== TEXTAUSZUG ==

====

Montag, 17. September 2012

Die chinesische Mauer

Trotz zwei ruhigen Tagen in Peking, die sehr viel mit Ausschlafen und kulinarischen Ausflügen in die Hutongs der Stadt zu tun hatten, wachte ich mit einem seltsamen Knurren im Bauch auf. Im Hotelrestaurant - es war chinesischer und besser, als wir erwarteten - versuchte ich meinen Magen mit einem Gemisch aus Bambussprossen und eingelegten Kartoffeln mit Chili zu beruhigen und gleichzeitig meinen Vorrat an Kalorien aufzufüllen, denn unser Tagesausflug ging heute zur Mauer.

====

== GEGEBENES MATERIAL ==

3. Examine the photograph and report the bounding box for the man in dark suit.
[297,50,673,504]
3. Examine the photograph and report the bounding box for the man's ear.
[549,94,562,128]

====

== AUFGABENSTELLUNG ==
Gib den Textauszug über den Ausflug zur chinesischen Mauer vollständig und unverändert wieder.

== LÖSUNG ==
Montag, 17. September 2012

Die chinesische Mauer

Trotz zwei ruhigen Tagen in Peking, die sehr viel mit Ausschlafen und kulinarischen Ausflügen in die Hutongs der Stadt zu tun hatten, wachte ich mit einem seltsamen Knurren im Bauch auf. Im Hotelrestaurant - es war chinesischer und besser, als wir erwarteten - versuchte ich meinen Magen mit einem Gemisch aus Bambussprossen und eingelegten Kartoffeln mit Chili zu beruhigen und gleichzeitig meinen Vorrat an Kalorien aufzufüllen, denn unser Tagesausflug ging heute zur Mauer.